▶ _Task directions_
Copy the entries starting at the line containing "Can you find the raised" and ending at the line containing "pixel 1193 524", changing "raised hand" to "waving hand" and leaving everything else the same.

▶ _Given information_
——————

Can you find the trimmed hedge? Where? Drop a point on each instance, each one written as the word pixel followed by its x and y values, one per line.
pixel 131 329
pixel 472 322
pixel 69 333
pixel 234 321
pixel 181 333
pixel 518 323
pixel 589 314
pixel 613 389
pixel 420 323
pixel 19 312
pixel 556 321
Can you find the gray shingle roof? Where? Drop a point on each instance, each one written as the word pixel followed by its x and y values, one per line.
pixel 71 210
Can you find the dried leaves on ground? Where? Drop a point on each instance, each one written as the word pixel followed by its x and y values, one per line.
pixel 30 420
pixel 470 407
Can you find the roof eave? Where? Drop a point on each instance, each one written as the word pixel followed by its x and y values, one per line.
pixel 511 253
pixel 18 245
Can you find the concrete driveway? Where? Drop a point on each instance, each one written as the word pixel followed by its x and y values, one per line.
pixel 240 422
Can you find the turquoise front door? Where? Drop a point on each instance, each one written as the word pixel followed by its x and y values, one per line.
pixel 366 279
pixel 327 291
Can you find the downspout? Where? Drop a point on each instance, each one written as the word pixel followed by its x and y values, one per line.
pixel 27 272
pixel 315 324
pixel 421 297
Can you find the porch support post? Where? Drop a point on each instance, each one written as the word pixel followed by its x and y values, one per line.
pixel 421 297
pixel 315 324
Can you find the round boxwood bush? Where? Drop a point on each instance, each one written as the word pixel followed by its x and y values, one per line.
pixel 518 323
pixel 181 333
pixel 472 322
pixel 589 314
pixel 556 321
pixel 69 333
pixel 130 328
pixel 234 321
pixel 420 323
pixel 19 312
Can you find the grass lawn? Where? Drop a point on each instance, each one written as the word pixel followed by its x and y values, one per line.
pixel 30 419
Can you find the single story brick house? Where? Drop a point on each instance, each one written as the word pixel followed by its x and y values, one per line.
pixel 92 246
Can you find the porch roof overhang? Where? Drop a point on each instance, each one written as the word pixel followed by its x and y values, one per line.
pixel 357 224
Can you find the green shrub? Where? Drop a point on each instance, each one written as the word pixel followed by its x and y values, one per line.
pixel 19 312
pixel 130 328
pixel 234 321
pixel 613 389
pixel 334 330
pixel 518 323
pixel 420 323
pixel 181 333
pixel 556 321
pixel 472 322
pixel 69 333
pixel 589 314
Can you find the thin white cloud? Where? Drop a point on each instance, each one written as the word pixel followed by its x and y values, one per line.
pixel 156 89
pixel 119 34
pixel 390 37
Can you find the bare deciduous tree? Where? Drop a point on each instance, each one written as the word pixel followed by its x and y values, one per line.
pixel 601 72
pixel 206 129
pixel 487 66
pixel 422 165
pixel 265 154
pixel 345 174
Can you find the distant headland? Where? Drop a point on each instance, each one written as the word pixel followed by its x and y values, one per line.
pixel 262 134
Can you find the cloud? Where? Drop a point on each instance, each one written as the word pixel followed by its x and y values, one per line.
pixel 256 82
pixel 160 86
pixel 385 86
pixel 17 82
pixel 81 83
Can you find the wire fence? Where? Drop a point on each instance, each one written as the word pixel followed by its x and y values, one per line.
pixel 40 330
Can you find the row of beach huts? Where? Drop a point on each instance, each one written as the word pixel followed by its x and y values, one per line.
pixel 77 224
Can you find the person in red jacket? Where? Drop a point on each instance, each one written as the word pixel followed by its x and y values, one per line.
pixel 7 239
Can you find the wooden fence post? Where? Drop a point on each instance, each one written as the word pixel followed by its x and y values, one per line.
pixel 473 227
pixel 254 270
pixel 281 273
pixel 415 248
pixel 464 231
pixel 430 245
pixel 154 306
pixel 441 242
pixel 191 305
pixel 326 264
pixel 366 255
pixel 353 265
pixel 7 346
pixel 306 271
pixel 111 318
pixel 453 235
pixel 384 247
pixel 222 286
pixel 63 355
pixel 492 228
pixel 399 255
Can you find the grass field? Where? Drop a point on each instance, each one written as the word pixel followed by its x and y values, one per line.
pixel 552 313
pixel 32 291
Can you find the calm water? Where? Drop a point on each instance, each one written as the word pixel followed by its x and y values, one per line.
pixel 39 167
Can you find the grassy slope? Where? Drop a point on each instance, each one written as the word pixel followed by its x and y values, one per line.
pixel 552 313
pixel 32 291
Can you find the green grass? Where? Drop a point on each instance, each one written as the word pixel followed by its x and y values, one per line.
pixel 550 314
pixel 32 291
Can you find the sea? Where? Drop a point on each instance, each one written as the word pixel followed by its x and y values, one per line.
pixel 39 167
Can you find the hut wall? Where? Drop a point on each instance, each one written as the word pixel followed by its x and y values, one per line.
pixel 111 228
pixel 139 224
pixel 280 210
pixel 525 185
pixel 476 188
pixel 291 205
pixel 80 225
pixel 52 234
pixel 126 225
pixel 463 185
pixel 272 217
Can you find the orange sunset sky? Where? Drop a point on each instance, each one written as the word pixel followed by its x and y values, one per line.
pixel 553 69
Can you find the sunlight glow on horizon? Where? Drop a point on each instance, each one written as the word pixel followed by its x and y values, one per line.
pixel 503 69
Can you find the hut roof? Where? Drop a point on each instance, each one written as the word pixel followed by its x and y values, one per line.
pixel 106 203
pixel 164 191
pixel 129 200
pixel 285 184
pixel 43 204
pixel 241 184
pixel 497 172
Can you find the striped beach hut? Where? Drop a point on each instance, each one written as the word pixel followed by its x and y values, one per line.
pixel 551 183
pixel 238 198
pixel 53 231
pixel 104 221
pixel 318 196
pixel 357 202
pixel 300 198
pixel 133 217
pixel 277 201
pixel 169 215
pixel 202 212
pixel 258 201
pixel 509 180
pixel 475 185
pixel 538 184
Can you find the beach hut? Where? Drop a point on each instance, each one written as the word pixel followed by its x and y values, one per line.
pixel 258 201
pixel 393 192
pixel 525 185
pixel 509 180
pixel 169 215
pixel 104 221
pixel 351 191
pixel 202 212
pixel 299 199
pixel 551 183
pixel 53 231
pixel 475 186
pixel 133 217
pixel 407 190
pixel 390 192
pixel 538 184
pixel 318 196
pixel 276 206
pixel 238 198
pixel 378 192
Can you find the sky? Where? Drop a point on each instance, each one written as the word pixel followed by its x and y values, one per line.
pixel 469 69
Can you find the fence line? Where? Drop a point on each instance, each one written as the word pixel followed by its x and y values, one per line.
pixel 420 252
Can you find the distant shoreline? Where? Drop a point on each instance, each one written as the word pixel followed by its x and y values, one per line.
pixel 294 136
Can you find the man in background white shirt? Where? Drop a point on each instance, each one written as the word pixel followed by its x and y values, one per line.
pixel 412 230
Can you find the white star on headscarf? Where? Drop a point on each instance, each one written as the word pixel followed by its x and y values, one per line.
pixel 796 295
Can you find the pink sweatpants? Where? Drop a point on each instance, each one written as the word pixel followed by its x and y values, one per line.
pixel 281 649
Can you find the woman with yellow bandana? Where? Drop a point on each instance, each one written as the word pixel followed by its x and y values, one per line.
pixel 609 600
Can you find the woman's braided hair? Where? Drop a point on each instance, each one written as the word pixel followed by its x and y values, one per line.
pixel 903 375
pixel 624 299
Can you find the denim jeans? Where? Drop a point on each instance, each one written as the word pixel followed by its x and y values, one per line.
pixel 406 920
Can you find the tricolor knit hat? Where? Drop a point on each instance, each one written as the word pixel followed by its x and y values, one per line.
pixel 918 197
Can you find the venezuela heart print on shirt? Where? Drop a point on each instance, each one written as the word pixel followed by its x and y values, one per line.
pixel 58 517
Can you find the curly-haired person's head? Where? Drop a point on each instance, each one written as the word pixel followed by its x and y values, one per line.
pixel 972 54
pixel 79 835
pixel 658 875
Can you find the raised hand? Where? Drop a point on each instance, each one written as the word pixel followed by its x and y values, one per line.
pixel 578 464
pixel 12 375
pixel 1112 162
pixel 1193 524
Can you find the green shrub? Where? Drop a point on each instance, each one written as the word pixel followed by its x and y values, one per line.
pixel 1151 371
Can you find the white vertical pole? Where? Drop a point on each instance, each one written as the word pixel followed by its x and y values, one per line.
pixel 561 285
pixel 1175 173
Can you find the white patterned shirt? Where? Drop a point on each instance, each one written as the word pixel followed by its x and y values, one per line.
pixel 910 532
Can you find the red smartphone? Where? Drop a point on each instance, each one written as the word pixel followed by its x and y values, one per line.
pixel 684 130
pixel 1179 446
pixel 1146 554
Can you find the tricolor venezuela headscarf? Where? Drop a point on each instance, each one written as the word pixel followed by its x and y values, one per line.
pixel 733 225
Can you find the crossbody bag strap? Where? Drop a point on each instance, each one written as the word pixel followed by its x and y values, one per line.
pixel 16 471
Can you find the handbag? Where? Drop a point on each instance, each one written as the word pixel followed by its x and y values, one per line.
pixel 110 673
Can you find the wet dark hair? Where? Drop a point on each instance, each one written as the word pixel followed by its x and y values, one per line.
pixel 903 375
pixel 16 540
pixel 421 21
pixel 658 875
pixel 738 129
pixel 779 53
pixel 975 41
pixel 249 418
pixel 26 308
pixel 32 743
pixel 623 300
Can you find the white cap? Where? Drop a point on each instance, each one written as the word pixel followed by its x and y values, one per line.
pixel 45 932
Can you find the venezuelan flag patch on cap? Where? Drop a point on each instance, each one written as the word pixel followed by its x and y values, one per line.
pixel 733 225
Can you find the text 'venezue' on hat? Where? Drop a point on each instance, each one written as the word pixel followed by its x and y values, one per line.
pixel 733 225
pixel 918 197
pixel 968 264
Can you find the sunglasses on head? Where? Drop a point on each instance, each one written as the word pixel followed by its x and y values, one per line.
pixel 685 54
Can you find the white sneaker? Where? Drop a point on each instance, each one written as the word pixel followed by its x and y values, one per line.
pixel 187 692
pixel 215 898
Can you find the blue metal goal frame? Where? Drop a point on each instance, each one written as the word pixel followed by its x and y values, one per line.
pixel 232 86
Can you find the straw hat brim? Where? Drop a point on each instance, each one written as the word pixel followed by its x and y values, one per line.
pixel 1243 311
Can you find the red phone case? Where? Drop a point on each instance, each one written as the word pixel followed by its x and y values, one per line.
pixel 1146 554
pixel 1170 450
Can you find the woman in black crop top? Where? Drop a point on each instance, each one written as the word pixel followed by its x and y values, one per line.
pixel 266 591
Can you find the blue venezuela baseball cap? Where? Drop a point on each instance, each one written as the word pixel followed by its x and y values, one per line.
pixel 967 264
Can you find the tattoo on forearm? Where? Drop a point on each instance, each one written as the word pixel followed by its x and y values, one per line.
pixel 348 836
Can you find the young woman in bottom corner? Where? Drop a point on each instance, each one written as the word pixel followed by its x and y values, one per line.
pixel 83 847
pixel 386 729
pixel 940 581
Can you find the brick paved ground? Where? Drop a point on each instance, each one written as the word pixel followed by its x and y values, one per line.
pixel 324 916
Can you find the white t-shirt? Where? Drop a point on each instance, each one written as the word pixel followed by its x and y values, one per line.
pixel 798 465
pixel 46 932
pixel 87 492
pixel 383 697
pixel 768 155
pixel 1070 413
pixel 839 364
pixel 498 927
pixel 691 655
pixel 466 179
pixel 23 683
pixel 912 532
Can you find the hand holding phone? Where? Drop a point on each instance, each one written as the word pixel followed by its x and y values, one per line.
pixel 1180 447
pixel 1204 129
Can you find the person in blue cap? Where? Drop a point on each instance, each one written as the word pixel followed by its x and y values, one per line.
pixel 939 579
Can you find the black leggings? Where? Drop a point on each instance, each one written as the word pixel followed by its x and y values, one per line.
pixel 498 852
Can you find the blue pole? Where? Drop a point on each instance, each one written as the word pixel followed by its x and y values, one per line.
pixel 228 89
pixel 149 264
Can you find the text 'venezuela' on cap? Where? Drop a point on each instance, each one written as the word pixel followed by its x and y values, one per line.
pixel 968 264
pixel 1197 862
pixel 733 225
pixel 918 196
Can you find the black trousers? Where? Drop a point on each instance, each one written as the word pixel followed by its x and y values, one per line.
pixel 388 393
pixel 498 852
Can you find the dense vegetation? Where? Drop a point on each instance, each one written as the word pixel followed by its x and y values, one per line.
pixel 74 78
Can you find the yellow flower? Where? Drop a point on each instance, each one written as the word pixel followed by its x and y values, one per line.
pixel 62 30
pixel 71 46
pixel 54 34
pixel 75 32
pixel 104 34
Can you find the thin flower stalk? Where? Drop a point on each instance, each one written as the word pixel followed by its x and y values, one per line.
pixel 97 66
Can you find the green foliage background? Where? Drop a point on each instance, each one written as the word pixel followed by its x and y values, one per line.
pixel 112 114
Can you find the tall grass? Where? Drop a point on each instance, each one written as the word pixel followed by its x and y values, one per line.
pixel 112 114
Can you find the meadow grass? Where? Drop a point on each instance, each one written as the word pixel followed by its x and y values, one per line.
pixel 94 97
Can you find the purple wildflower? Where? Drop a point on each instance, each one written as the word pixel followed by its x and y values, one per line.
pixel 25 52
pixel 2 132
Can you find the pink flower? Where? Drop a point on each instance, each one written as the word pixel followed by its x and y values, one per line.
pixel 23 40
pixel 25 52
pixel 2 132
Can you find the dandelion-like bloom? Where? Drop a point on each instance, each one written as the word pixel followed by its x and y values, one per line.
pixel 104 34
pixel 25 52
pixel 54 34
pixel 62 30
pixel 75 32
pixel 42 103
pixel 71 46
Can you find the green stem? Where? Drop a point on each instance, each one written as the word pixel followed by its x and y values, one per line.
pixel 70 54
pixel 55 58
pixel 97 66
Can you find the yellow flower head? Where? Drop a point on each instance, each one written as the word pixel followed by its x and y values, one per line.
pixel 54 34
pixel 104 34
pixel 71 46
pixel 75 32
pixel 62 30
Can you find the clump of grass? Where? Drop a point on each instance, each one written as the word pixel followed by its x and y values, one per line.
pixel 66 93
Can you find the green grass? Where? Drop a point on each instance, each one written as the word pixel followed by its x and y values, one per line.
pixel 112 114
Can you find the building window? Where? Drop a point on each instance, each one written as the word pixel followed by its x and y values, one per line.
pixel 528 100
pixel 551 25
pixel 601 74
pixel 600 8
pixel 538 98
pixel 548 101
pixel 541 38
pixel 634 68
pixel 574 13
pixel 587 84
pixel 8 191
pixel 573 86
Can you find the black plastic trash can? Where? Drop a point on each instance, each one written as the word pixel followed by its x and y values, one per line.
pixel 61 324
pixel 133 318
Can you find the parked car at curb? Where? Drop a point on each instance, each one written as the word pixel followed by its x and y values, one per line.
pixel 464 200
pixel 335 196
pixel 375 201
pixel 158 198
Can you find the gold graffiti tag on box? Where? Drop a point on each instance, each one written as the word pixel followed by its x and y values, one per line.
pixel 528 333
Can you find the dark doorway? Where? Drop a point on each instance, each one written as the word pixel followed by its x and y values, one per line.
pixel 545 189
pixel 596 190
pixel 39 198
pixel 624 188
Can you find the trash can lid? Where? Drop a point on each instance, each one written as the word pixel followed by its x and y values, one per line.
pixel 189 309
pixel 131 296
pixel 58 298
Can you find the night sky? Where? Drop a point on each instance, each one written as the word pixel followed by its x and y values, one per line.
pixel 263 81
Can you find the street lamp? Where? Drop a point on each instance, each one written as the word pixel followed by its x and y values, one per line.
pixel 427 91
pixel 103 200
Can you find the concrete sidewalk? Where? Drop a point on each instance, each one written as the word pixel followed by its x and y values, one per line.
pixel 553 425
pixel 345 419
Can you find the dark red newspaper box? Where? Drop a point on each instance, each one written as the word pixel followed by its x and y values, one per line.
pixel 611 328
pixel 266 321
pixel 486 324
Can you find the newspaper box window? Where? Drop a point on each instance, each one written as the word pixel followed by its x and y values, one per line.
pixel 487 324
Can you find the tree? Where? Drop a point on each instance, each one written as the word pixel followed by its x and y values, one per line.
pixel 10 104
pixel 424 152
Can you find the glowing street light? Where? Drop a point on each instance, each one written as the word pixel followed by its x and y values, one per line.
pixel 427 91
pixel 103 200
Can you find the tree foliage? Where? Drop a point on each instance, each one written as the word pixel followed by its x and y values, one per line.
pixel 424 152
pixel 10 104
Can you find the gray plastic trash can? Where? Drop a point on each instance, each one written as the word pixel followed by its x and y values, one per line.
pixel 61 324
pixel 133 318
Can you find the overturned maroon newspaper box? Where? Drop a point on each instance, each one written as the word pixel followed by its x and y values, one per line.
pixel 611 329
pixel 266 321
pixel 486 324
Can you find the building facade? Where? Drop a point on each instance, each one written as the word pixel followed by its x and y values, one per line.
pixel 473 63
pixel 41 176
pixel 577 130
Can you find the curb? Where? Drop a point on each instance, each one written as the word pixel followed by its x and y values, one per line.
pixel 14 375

——————

▶ _Completed task_
Can you find the waving hand? Where? Drop a point on each instance, each one written as the word pixel followed by its x and y values, one per line.
pixel 578 464
pixel 12 375
pixel 1112 162
pixel 1193 524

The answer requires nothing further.